[Records for the exercise]
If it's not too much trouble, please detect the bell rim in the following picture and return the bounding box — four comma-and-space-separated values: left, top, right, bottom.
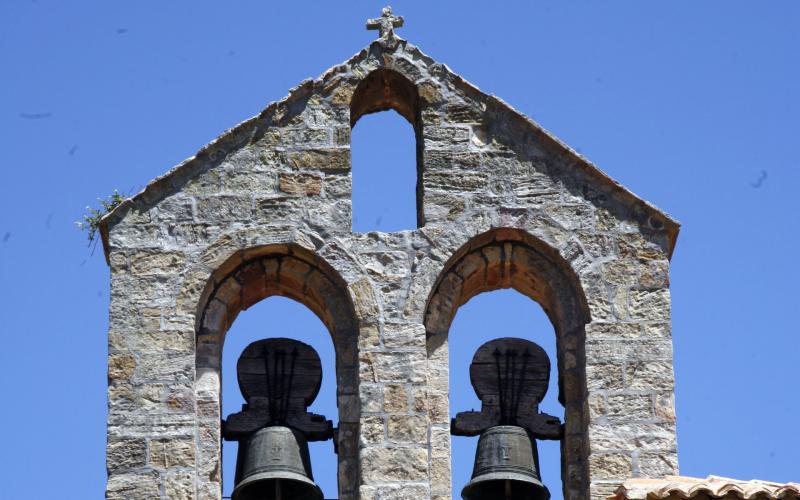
461, 473, 550, 500
232, 470, 323, 500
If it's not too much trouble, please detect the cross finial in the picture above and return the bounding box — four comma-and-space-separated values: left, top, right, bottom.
366, 6, 404, 40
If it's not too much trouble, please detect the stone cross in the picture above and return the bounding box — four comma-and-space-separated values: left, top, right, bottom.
366, 6, 404, 39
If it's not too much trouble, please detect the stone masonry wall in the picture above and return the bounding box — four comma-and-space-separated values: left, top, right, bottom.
103, 37, 679, 500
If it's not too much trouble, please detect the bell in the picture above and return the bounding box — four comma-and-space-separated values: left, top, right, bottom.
461, 426, 550, 500
232, 425, 323, 500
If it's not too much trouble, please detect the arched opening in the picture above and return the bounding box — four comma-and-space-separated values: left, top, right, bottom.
221, 296, 338, 498
449, 289, 563, 500
351, 110, 417, 232
425, 229, 591, 500
194, 244, 360, 500
350, 69, 423, 231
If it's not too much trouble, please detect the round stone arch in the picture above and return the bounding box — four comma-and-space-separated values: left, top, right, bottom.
424, 228, 591, 500
349, 67, 421, 127
191, 242, 360, 500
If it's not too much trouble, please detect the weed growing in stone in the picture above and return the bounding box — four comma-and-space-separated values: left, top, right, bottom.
77, 190, 125, 246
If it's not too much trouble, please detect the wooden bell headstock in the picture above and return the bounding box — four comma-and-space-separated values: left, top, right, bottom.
223, 338, 333, 442
451, 337, 562, 440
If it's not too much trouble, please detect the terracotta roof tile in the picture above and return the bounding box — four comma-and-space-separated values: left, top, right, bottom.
609, 476, 800, 500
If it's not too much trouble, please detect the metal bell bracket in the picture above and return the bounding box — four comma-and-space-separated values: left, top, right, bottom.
451, 337, 562, 440
223, 338, 333, 442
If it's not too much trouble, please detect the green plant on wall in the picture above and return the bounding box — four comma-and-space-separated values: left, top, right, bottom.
76, 190, 125, 246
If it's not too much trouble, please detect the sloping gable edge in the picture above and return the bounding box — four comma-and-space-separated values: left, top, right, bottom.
99, 38, 680, 263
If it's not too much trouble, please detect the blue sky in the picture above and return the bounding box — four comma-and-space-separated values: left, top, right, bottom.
1, 2, 798, 499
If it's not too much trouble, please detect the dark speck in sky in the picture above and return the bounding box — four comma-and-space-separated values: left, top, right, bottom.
19, 112, 52, 119
751, 170, 768, 188
45, 212, 54, 229
116, 28, 128, 34
68, 144, 78, 156
228, 50, 236, 57
2, 232, 10, 243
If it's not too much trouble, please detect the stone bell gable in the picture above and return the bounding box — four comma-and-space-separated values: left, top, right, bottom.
101, 18, 680, 500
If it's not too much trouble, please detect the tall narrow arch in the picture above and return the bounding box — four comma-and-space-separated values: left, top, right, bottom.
350, 68, 425, 228
193, 244, 360, 500
424, 228, 591, 499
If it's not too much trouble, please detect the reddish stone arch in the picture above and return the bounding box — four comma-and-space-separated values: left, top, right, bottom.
424, 228, 591, 500
194, 243, 360, 500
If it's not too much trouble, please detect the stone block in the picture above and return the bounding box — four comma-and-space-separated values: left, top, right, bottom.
148, 437, 196, 468
361, 447, 428, 482
588, 453, 633, 480
426, 391, 449, 424
349, 278, 380, 320
255, 195, 303, 219
165, 470, 195, 500
360, 383, 384, 413
426, 172, 489, 192
588, 423, 677, 452
363, 252, 412, 282
629, 289, 671, 321
590, 481, 622, 500
383, 384, 409, 413
424, 126, 470, 149
223, 170, 276, 193
278, 172, 322, 195
108, 354, 136, 381
106, 438, 146, 472
196, 195, 253, 222
284, 148, 350, 171
637, 452, 679, 477
586, 363, 624, 390
418, 81, 443, 104
357, 323, 380, 350
585, 322, 642, 339
106, 471, 160, 500
383, 323, 425, 348
387, 415, 427, 443
618, 233, 667, 261
605, 393, 653, 420
654, 392, 677, 423
430, 426, 450, 459
382, 353, 425, 386
137, 353, 194, 383
430, 457, 451, 495
376, 484, 430, 500
361, 416, 385, 445
129, 251, 187, 276
586, 339, 673, 362
625, 361, 674, 391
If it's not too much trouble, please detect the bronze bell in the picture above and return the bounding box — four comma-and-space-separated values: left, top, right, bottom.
461, 426, 550, 500
232, 425, 323, 500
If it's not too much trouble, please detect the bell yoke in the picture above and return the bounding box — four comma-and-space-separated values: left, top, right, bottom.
223, 338, 330, 500
452, 338, 561, 500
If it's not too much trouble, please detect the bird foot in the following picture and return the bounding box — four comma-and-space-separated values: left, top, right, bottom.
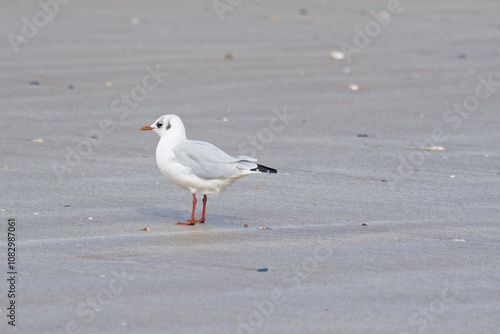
176, 219, 204, 225
176, 220, 196, 225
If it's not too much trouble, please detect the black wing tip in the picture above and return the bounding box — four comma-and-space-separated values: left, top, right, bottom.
251, 164, 278, 174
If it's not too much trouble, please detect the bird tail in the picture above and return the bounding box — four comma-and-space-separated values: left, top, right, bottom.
251, 164, 278, 174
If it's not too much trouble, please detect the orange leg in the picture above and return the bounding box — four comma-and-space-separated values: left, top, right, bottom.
177, 193, 197, 225
196, 195, 207, 223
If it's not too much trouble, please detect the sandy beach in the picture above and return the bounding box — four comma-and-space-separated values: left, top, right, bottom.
0, 0, 499, 333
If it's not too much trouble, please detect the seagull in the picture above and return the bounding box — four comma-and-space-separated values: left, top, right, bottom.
140, 115, 278, 225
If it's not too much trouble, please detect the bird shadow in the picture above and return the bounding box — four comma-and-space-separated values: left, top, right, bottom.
134, 205, 244, 226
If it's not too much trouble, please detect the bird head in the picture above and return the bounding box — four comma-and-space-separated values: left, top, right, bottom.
140, 114, 186, 139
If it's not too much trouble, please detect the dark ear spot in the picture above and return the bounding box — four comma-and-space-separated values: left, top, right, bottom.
167, 121, 171, 130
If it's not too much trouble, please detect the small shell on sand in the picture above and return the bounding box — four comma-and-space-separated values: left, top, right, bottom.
330, 51, 345, 60
426, 146, 445, 151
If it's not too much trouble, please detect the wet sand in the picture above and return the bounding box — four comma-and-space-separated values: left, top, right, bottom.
0, 1, 499, 333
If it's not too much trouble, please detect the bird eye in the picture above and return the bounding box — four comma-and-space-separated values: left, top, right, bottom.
156, 121, 163, 128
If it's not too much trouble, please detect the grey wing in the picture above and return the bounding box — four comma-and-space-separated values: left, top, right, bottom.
172, 141, 257, 180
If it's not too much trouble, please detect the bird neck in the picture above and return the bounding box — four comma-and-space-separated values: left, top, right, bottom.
159, 128, 186, 146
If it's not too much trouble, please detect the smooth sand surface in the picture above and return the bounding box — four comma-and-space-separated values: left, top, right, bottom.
1, 1, 499, 333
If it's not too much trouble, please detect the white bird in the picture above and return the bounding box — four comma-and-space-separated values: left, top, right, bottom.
140, 115, 278, 225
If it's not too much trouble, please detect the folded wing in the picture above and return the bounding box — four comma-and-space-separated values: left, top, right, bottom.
172, 140, 258, 180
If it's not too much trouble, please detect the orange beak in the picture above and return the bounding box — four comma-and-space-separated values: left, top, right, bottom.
140, 125, 154, 131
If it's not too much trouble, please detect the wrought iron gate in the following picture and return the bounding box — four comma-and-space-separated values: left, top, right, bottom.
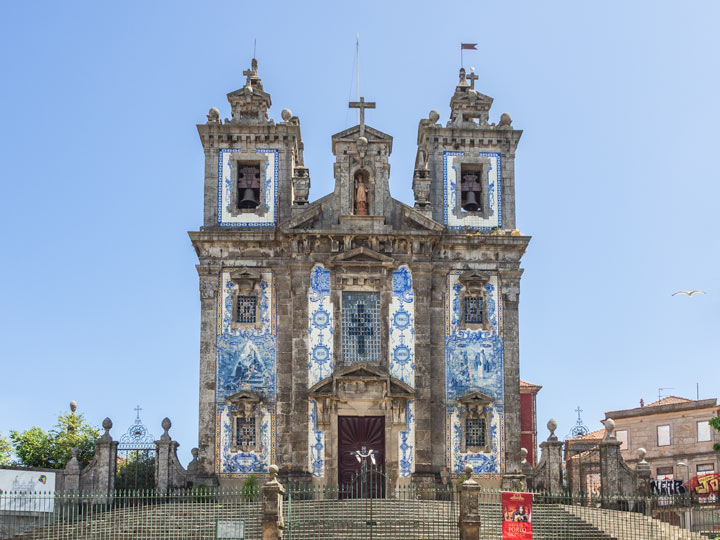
115, 406, 156, 490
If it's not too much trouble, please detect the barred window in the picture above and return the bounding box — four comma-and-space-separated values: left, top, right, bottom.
342, 292, 381, 364
235, 416, 256, 447
466, 418, 486, 447
236, 296, 257, 324
464, 296, 483, 324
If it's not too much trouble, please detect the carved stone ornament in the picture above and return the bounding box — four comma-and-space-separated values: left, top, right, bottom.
458, 270, 491, 294
228, 269, 262, 293
207, 107, 220, 124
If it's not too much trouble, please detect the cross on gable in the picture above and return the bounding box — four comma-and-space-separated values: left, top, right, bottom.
349, 96, 376, 137
467, 69, 479, 90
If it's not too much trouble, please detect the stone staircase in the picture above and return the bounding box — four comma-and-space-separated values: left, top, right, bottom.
4, 497, 711, 539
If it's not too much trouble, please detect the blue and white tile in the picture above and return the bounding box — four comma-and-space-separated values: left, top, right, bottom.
216, 270, 277, 475
398, 400, 415, 477
445, 271, 504, 475
217, 148, 279, 227
442, 151, 502, 230
308, 265, 333, 387
389, 265, 415, 387
308, 400, 325, 478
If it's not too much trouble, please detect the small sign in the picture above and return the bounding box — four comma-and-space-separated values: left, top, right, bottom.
216, 520, 244, 539
502, 491, 532, 540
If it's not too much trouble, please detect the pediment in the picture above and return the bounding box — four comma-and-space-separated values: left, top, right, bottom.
328, 246, 394, 267
308, 364, 414, 399
226, 390, 263, 404
458, 391, 494, 405
281, 200, 324, 230
332, 124, 392, 142
459, 270, 491, 291
398, 202, 444, 232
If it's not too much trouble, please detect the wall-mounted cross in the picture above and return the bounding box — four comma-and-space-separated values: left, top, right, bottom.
467, 69, 479, 90
349, 96, 376, 138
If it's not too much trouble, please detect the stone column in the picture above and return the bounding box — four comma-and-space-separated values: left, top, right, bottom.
634, 448, 652, 496
411, 264, 433, 481
538, 419, 564, 493
155, 418, 187, 491
500, 272, 522, 473
458, 465, 481, 540
64, 448, 81, 492
429, 268, 447, 472
598, 419, 622, 497
262, 464, 285, 540
197, 270, 220, 481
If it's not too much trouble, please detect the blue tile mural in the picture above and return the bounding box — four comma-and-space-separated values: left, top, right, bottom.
398, 400, 415, 478
445, 271, 504, 475
389, 265, 415, 387
308, 400, 325, 478
307, 264, 332, 477
442, 151, 502, 230
215, 271, 276, 476
217, 148, 279, 227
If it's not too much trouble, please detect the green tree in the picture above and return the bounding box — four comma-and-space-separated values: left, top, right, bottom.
0, 432, 12, 465
710, 416, 720, 452
10, 407, 100, 469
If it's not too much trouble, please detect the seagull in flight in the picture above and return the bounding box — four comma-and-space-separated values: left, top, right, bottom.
672, 290, 706, 296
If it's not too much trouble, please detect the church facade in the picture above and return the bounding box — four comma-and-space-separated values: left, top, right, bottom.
189, 59, 529, 486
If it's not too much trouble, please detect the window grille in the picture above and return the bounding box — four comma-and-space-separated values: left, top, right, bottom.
341, 292, 381, 364
235, 416, 256, 447
464, 296, 483, 324
466, 418, 486, 447
236, 295, 257, 324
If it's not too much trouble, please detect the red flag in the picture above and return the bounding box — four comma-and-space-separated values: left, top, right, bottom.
502, 491, 533, 539
461, 43, 478, 50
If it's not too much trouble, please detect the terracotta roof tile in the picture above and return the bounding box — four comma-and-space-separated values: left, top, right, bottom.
644, 396, 693, 408
566, 427, 605, 443
519, 380, 542, 390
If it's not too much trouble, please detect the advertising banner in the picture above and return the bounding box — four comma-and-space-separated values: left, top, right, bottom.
502, 491, 532, 540
0, 469, 56, 512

[Exercise prompt] Write the lines out exactly, from the one with "If it's not too much trouble, please detect the advertising" down to the last line of the listing, and leave out all others.

[Exercise output]
If it's not too much trouble, please detect the advertising banner in the picture above and return the bounding box — four comma-and-space-separated values: left, top, right, bottom.
502, 491, 532, 540
0, 469, 56, 512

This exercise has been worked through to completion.